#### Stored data

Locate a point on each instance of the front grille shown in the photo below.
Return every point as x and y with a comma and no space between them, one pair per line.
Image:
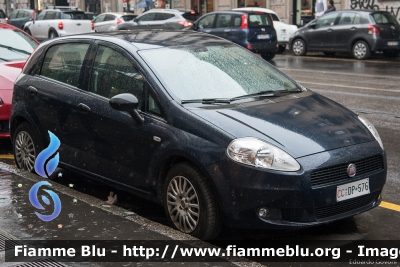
339,172
345,206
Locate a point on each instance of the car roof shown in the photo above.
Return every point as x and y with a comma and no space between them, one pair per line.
259,9
146,39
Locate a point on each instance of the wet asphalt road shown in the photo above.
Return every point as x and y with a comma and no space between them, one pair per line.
371,88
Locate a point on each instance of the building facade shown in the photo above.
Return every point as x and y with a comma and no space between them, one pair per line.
297,12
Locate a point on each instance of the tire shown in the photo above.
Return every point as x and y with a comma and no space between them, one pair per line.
268,56
391,53
188,195
360,50
299,47
53,34
26,147
330,54
281,49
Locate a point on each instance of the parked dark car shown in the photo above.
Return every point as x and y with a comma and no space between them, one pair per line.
250,29
201,125
19,17
360,32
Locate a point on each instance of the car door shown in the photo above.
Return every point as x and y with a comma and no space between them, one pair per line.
56,90
205,24
348,27
321,37
222,27
122,150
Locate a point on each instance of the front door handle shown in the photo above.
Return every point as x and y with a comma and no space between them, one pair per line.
32,90
83,108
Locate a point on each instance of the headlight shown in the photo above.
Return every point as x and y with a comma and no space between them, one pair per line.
372,129
254,152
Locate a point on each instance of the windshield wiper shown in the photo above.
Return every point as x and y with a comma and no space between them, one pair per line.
208,100
15,49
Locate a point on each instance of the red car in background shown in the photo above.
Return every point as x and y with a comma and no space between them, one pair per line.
15,48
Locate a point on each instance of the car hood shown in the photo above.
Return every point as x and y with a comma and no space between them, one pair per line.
300,124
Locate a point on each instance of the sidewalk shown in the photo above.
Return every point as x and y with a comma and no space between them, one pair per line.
82,218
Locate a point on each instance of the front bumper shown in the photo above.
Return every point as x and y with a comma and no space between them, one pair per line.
244,189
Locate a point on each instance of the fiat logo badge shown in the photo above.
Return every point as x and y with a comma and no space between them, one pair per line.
351,170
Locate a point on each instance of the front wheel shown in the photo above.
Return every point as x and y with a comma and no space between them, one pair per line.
26,147
190,203
299,47
361,50
268,56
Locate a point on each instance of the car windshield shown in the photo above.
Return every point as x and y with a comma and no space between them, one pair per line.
384,18
15,45
215,71
75,15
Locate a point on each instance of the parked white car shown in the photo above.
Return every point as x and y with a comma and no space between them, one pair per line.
283,30
109,21
51,23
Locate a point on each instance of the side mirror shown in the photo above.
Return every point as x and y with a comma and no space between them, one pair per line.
128,103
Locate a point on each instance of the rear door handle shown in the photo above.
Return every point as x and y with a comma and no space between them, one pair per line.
83,108
32,90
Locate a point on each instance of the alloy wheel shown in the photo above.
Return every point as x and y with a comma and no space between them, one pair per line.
25,151
183,204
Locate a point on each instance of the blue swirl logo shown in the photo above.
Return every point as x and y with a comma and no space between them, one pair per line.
45,165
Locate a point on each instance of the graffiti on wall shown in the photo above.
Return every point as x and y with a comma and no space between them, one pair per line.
370,4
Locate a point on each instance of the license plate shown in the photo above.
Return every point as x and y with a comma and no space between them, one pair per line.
263,36
351,190
393,43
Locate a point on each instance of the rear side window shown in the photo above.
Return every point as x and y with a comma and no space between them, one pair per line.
75,15
259,20
63,63
223,21
384,18
206,23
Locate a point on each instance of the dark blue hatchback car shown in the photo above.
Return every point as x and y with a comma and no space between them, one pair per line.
206,128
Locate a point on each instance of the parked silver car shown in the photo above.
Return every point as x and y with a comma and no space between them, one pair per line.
110,20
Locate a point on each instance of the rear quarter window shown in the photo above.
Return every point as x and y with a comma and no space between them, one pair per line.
259,20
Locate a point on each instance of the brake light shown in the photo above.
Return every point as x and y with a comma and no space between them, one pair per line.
373,29
244,24
185,23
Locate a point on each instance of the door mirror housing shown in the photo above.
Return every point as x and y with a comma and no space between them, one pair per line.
129,103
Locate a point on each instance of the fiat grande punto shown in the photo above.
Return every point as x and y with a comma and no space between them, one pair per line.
211,131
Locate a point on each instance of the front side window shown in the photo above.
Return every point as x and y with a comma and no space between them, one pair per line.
215,71
223,21
206,23
63,63
114,74
147,17
326,20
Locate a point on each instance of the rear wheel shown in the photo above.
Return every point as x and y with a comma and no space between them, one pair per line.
361,50
281,49
330,54
391,53
26,147
53,34
299,47
268,56
190,203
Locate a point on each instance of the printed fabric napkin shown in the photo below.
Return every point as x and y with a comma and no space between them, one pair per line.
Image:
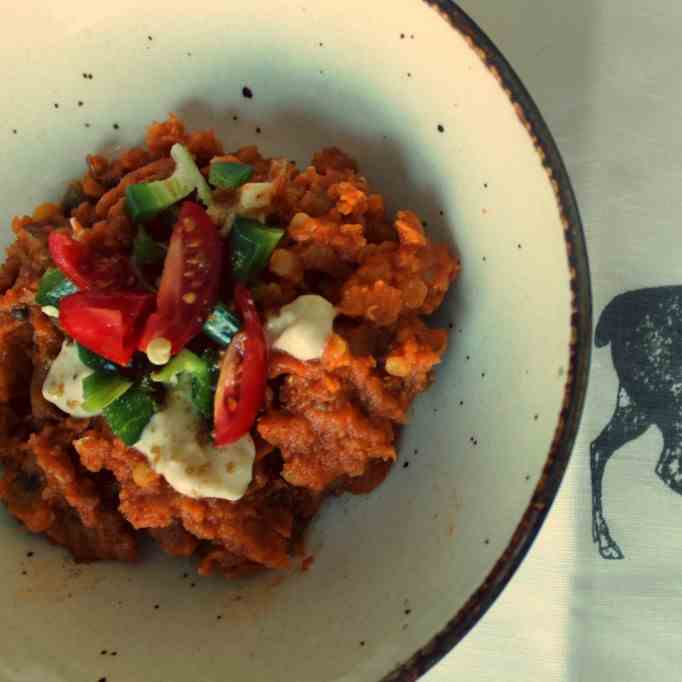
599,596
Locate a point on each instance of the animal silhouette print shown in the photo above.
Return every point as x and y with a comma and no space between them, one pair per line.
644,328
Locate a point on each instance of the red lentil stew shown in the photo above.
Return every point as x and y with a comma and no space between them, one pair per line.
200,347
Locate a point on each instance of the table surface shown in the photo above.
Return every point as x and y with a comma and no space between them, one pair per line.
605,74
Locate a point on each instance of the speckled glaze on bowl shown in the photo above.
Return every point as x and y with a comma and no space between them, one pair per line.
439,123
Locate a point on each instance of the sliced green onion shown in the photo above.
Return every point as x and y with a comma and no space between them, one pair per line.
53,286
128,415
229,175
252,244
146,199
147,251
221,325
94,361
100,389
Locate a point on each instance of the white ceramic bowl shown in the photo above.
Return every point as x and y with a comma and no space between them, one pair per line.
411,567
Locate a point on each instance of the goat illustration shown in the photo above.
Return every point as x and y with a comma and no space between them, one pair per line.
644,328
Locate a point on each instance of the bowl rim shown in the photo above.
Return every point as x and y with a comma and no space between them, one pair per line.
579,353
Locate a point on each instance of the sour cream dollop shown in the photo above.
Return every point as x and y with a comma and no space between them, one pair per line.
303,327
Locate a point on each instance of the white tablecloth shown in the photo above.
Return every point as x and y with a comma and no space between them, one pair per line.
607,76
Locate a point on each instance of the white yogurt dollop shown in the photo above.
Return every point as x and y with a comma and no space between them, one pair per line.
303,327
170,441
63,385
197,469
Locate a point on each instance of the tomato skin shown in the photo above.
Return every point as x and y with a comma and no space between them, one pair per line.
88,269
189,284
107,323
235,415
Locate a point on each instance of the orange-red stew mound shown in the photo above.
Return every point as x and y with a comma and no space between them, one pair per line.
325,426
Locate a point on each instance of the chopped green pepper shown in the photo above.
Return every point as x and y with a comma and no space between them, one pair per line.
53,286
73,197
147,251
252,244
128,415
184,361
100,389
202,373
146,199
204,386
229,175
94,361
221,325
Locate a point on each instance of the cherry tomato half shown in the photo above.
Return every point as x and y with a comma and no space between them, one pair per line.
88,269
189,283
107,323
241,388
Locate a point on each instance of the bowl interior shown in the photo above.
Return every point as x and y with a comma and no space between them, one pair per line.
434,131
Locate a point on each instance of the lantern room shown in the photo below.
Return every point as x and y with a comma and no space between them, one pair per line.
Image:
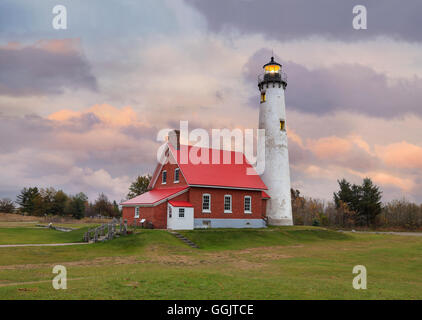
272,76
272,66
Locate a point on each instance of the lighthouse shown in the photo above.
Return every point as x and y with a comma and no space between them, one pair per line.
272,118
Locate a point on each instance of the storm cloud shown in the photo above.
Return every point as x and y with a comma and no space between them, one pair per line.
48,67
347,87
292,19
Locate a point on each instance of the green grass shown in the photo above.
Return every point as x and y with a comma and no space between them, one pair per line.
33,235
223,239
273,263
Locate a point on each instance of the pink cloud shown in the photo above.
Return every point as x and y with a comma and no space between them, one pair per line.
401,155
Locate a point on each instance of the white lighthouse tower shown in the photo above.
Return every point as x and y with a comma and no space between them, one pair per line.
272,118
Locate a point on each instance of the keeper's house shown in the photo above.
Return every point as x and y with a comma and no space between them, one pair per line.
184,195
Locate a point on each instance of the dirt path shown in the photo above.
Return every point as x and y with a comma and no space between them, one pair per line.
41,245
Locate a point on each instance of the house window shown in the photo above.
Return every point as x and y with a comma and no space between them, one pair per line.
176,175
206,203
181,212
248,204
227,203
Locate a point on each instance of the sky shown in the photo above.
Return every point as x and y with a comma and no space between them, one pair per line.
80,108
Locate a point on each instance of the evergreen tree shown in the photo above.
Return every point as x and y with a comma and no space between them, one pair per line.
76,205
59,203
364,200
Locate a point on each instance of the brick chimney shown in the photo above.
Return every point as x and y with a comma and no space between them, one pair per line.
174,139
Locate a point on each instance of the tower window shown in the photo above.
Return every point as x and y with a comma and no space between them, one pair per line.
282,125
262,96
176,175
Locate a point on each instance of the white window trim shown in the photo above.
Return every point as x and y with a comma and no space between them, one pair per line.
231,203
250,204
209,210
178,180
184,213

#### Your task
For the word "parked", find every line in the data that holds it and copy that line.

#### Task result
Locate a point on each instance of the parked dark car shown in the photo above.
Locate a point on each instance of the parked white car shown in the photo above.
Locate a point on each instance of the parked silver car shown in the photo above.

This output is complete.